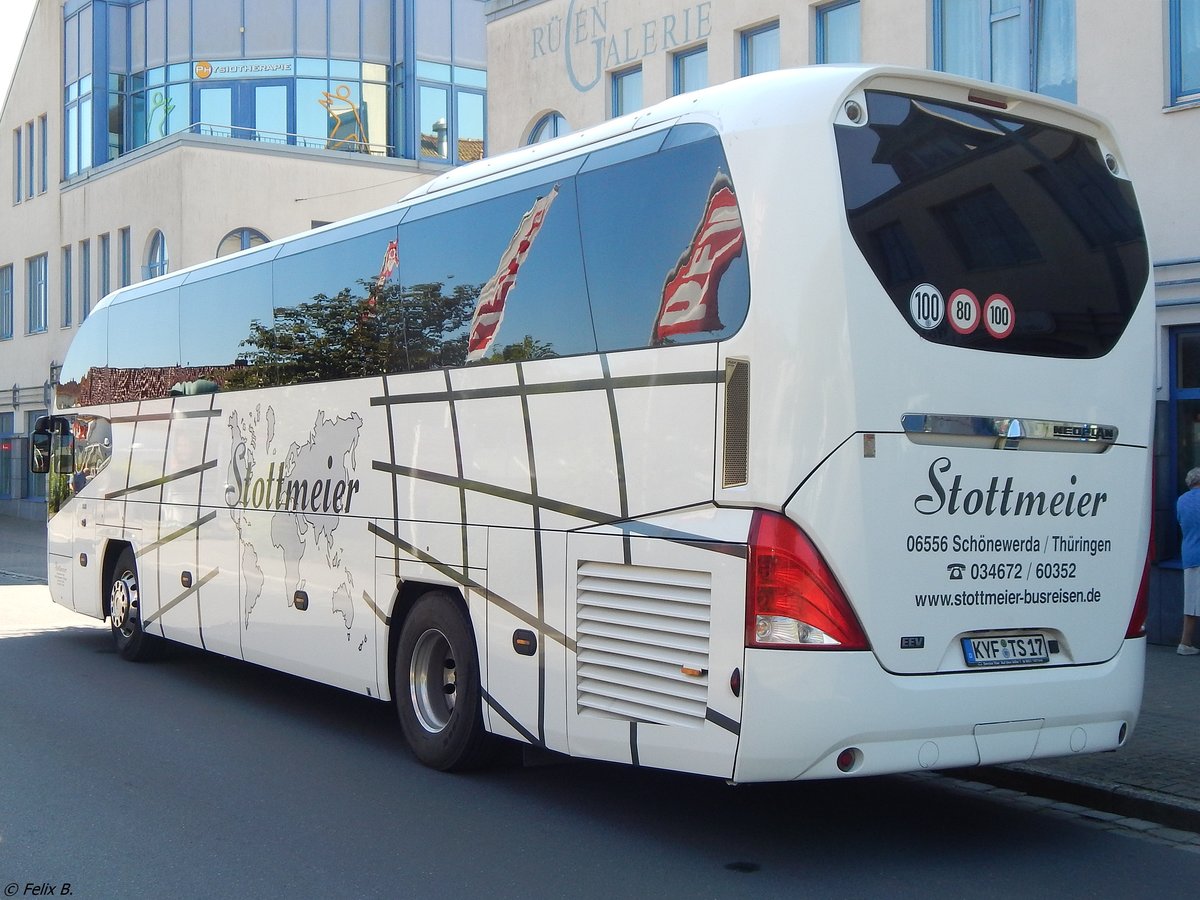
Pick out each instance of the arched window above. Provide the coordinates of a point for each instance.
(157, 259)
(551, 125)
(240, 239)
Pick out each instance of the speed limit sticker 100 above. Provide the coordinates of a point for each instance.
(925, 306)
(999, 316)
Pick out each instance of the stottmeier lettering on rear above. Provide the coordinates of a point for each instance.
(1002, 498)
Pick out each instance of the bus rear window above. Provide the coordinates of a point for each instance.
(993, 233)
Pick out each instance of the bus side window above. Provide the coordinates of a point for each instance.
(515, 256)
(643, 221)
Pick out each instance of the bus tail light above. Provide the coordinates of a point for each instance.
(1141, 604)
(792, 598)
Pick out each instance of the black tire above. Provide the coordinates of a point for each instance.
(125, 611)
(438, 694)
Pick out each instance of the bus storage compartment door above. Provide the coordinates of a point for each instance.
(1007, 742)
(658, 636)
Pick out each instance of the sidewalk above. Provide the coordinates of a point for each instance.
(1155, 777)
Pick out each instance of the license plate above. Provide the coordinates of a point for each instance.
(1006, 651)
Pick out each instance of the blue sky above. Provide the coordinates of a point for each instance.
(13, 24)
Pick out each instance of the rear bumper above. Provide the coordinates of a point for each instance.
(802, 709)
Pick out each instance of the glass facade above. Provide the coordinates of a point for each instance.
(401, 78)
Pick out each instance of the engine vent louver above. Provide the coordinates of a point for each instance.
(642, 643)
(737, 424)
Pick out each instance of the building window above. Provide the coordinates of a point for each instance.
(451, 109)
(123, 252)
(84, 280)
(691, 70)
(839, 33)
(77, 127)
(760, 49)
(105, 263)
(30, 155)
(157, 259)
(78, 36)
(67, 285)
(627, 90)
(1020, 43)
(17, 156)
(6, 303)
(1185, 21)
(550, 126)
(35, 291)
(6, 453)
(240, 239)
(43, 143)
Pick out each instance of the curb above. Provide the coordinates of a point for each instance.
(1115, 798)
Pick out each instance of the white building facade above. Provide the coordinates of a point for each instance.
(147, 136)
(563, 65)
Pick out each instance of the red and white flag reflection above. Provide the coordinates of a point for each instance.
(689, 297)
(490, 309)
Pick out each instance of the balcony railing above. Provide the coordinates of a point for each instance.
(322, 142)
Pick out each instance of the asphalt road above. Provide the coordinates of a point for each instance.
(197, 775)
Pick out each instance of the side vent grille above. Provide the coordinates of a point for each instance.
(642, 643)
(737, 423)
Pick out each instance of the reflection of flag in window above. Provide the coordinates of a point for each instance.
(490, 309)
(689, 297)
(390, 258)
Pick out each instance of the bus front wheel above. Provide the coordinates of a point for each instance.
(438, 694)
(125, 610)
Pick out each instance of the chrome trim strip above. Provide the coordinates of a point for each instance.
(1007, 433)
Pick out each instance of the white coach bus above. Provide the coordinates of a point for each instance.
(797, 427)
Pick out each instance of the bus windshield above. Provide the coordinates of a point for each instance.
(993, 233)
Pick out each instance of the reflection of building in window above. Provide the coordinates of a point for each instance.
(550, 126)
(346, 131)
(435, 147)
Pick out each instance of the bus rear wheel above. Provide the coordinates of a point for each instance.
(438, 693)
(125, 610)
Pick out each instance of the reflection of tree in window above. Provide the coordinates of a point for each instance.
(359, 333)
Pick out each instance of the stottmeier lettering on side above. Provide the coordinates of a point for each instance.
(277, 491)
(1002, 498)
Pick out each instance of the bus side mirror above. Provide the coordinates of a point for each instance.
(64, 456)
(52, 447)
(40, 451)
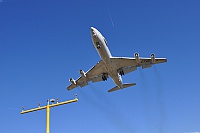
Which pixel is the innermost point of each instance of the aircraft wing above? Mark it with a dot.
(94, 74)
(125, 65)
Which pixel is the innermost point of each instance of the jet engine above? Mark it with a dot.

+--

• Assigned task
All of the records above should be written out exactly, with the pictures left out.

• Output for this task
Pick out each instance of the arched window above. Provide the coordinates of a point for each instance.
(157, 259)
(551, 125)
(240, 239)
Pick out each instance of the speed limit sticker 100 above. Provide the coordinates of a point for each instance.
(925, 306)
(999, 316)
Pick out each instance of the stottmeier lettering on rear above. Provide the coordinates of a point for each instance.
(1002, 498)
Pick out each instance of the bus rear window above. Provide the coordinates of a point for each instance.
(993, 233)
Pick out each instance of the bus side window above. Provide the coordinates of a point for each instance.
(515, 256)
(643, 221)
Pick out each instance of the bus tail light above. Provide the coordinates of a point for each instance.
(1141, 604)
(792, 598)
Pick out each instance of the black tire above. Provide the coordinates of a point for each instance.
(125, 611)
(438, 694)
Pick out each instance of the bus storage compartment door above. Provide the coordinates of a point for each instance.
(1007, 742)
(658, 636)
Pick out each instance of the sidewalk above. Provide the coordinates of a point for each instance.
(1155, 777)
Pick out each instance of the license plate above. Provide the coordinates of a point for each instance.
(1006, 651)
Pick out each instance of the blue sky above. Provide the coordinates of a point for each instance.
(13, 24)
Pick out each instance of the rear bumper above. Provide the coordinates of a point for each instance.
(802, 709)
Pick out each instance of the glass facade above. Provide the coordinates of a point for each instance.
(401, 78)
Pick out each instance of the engine vent louver above. Provide the coordinates of a point for each instance.
(642, 643)
(737, 424)
Pick out each instance of the building window above. Provide the coordinates of a point for each instance.
(451, 109)
(123, 252)
(84, 280)
(691, 70)
(839, 33)
(77, 127)
(760, 49)
(105, 263)
(30, 155)
(157, 259)
(78, 36)
(67, 285)
(627, 90)
(1020, 43)
(17, 156)
(6, 303)
(1185, 21)
(550, 126)
(35, 291)
(6, 453)
(240, 239)
(43, 143)
Pick out each instance of the curb above. Provide the coordinates of a point for each instance.
(1115, 798)
Pick out each instance of the white building facade above. Provide the coordinates of a point for each instance.
(147, 136)
(563, 65)
Pick out each instance of the red and white flag reflection above. Provide the coordinates of a point for each instance.
(689, 297)
(490, 309)
Pick out each instance of the balcony railing above. Provide the coordinates of a point for each instance.
(322, 142)
Pick out each instance of the asphalt road above. Provide the coordinates of a point for each instance.
(197, 775)
Pick out each instance of the side vent grille above. Provide the coordinates of a point for each instance.
(642, 643)
(737, 423)
Pick out each instance of the reflection of flag in window above. Provide the coordinates of a point for each instance.
(490, 309)
(689, 297)
(390, 258)
Pick out each instance of the bus front wheel above. Provide the coordinates of a point for each instance.
(438, 694)
(125, 610)
Pick out each instance of the chrome trim strip above. Provide the coordinates of a point for each instance.
(1007, 433)
Pick out each instance of the white coach bus above. Provide the coordinates of a point for each instance.
(797, 427)
Pick out each instance of the bus windshield above. Provide the coordinates of a point for each instance.
(993, 233)
Pick out each instance of the reflection of building in window above. Provide the coordinates of a point for each instance.
(550, 126)
(346, 131)
(435, 147)
Pick out each instance of the bus rear wheel above. Provide the coordinates of a point for each instance.
(438, 693)
(125, 610)
Pick out each instance of the reflection of tree in window above. Provide the coordinates of a point for each instance.
(359, 333)
Pick out each instance of the stottmeier lettering on side above. Provide the coordinates of a point for each instance.
(277, 491)
(1002, 498)
Pick out each instance of the bus side mirror above. Provide the coordinates of a point for each instance.
(64, 456)
(52, 447)
(40, 451)
Which pixel is the innermost point of each instance of the aircraft wing above? Mark it with a dot.
(94, 74)
(125, 65)
Which pixel is the innermost point of each instance of the jet engine above? Mark it with a dot.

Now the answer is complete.